__WHAT IS REQUIRED__
Without the pictures, give the records again exactly as they appear.

Natural language region descriptions
-------------------------

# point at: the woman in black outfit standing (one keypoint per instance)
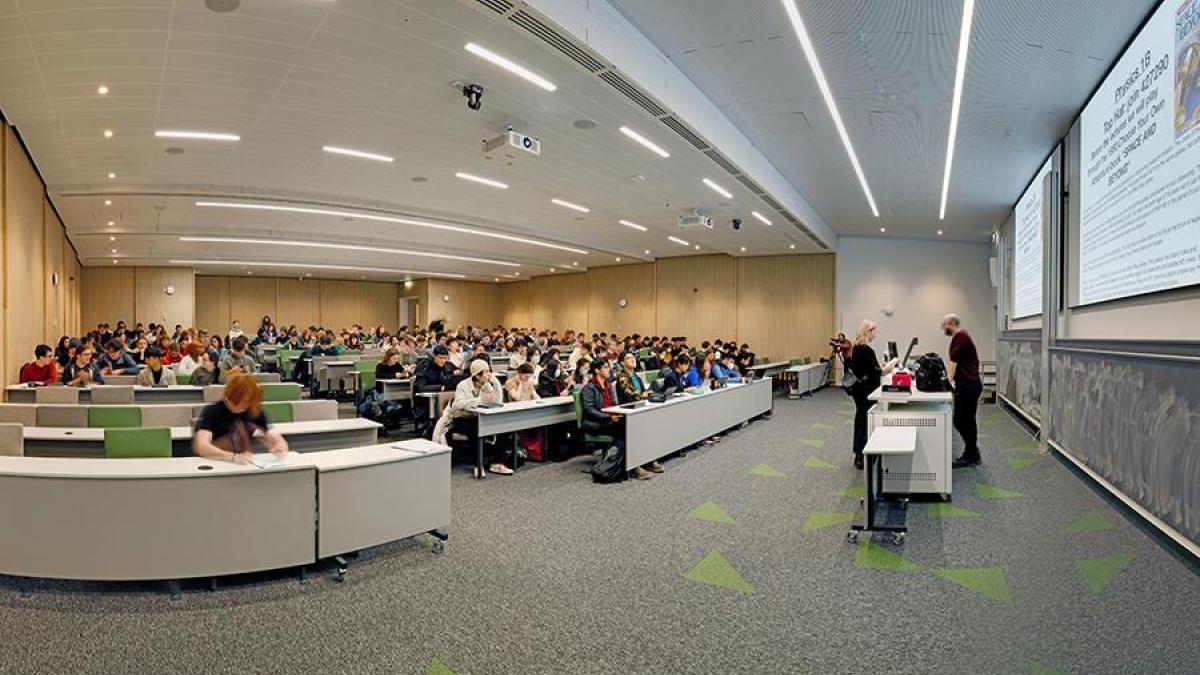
(865, 365)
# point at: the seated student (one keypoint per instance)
(594, 398)
(727, 368)
(237, 362)
(42, 370)
(389, 366)
(117, 362)
(433, 374)
(207, 371)
(630, 386)
(226, 428)
(154, 372)
(480, 388)
(82, 371)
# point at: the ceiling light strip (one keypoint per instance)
(342, 248)
(359, 154)
(513, 67)
(960, 71)
(311, 266)
(645, 142)
(793, 15)
(377, 217)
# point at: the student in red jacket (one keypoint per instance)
(42, 369)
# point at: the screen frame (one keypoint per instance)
(1072, 299)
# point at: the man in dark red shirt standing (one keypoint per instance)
(964, 376)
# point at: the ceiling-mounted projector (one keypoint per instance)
(695, 221)
(510, 142)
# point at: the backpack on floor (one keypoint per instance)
(611, 467)
(930, 374)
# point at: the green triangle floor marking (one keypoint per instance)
(873, 556)
(1099, 572)
(1026, 447)
(949, 511)
(1091, 521)
(993, 493)
(821, 519)
(988, 581)
(1024, 461)
(814, 463)
(717, 571)
(768, 471)
(852, 491)
(712, 513)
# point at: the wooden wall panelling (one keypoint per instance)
(785, 305)
(483, 303)
(514, 302)
(298, 303)
(151, 302)
(559, 302)
(24, 230)
(378, 304)
(54, 275)
(251, 298)
(339, 303)
(213, 304)
(696, 297)
(610, 285)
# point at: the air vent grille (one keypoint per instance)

-------------------------

__SOLUTION TO THE EXERCISE__
# point at: the woman in black outfit standing (one keypoint per instance)
(865, 365)
# point at: the seated student (one keypoint per instance)
(594, 398)
(727, 368)
(237, 362)
(42, 370)
(389, 366)
(117, 362)
(433, 374)
(207, 371)
(630, 386)
(226, 428)
(154, 372)
(480, 388)
(82, 371)
# point at: the ceiling light strip (one keypoint per instance)
(342, 248)
(359, 154)
(513, 67)
(960, 71)
(311, 266)
(645, 142)
(793, 15)
(377, 217)
# point at: the student in red jacket (one keypoint per instance)
(42, 369)
# point at: the screen frame (one keypoint per instance)
(1072, 299)
# point at: the man in dark red shirt standing (one keypoint per instance)
(964, 376)
# point at: the ceiling-mounted projector (one keypoint per instance)
(695, 221)
(510, 142)
# point at: the backpack on floor (one keypoint per instance)
(611, 467)
(930, 374)
# point at: the green triangle floor marking (one keypoint per instance)
(873, 556)
(1099, 572)
(1026, 447)
(949, 511)
(1091, 521)
(993, 493)
(821, 519)
(988, 581)
(1024, 461)
(814, 463)
(717, 571)
(768, 471)
(852, 491)
(712, 513)
# point at: the wooden wall panelling (one keypoint per instance)
(785, 305)
(483, 303)
(514, 302)
(298, 303)
(151, 302)
(559, 302)
(24, 230)
(378, 304)
(54, 275)
(251, 298)
(339, 303)
(213, 304)
(696, 297)
(610, 285)
# point at: the air vent grille (one keypoint per instance)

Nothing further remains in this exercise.